◆ **Tasks and exercises**
1. In the passage on S&P's rating cuts for Indian NBFCs, rewrite the part starting with "According to the" and going on through "directly support growth.", putting "credit rating firm" wherever "rating agency" appears.
2. Translate this sentence from the passage on S&P's rating cuts for Indian NBFCs into Spanish: "Credit risks remain very high for finance companies in India."
3. Carry on the passage on S&P's rating cuts for Indian NBFCs from its final sentence.

◆ **Excerpt to read**
Among these NBFCs, the rating of Bajaj Finance and Power Finance has been cut to BB+ from BBB-. In the case of Manappuram, it has been downgraded to B+ from BB-. For Sriram Transport Finance, the rating was cut to BB- from BB.

According to the rating agency, drastic efforts by the Indian government to curtail the spread of coronavirus have resulted in a sharp economic contraction. S&P added that the government’s stimulus package, with a headline amount of 10 per cent of GDP, has about 1.2 per cent of direct stimulus measures, which is low relative to countries with similar economic impact from the pandemic.

The remaining 8.8 per cent of the package includes liquidity support measures and credit guarantees that will not directly support growth.

“We now forecast a 5 per cent contraction in the economy in fiscal 2021. Credit risks remain very high for finance companies in India. We expect the deterioration in NBFCs’ asset quality to intensify as the economy slows amid the pandemic. We expect microfinance to be the most affected by the lockdown and other measures in the fight against Covid-19,” it noted.

◆ **Dataset excerpts**
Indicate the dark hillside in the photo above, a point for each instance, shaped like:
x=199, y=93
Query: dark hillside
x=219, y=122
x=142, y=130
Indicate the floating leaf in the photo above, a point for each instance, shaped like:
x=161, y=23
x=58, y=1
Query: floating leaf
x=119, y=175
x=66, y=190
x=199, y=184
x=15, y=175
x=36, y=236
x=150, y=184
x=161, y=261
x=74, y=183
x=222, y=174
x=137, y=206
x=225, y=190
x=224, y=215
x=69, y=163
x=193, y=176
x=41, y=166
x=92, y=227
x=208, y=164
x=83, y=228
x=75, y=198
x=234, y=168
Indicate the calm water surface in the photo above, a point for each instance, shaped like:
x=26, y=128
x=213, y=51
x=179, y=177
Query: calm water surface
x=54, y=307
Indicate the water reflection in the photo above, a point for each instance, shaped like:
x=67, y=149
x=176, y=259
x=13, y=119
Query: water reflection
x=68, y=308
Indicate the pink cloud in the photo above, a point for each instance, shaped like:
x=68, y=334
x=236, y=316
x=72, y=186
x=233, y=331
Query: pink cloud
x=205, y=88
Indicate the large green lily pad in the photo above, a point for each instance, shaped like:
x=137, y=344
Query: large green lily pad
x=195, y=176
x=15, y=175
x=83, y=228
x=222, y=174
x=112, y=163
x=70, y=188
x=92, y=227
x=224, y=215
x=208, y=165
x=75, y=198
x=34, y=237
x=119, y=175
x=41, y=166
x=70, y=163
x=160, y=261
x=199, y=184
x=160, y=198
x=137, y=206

◆ **Written responses**
1.
According to the credit rating firm, drastic efforts by the Indian government to curtail the spread of coronavirus have resulted in a sharp economic contraction. S&P added that the government’s stimulus package, with a headline amount of 10 per cent of GDP, has about 1.2 per cent of direct stimulus measures, which is low relative to countries with similar economic impact from the pandemic.

The remaining 8.8 per cent of the package includes liquidity support measures and credit guarantees that will not directly support growth.

2. Los riesgos crediticios siguen siendo muy altos para las compañías financieras en la India.

3.
S&P observed that the overall impact on finance companies will be more pronounced than banks since some of these companies lend to weaker customers and have high reliance on wholesale funding.

Earlier, S&P had lowered the ratings of Axis Bank, saying that economic risks have increased for banks operating in India. The rating of the private sector lender was downgraded to BB+ from BBB-.

“We lowered our ratings on Axis to reflect our expectation that heightened economic risks facing India’s banking system will affect the bank’s asset quality and financial performance. While Axis’ asset quality is superior to the Indian banking sector average, its level of non-performing assets (NPAs) will likely remain high compared to international peers,” S&P had said.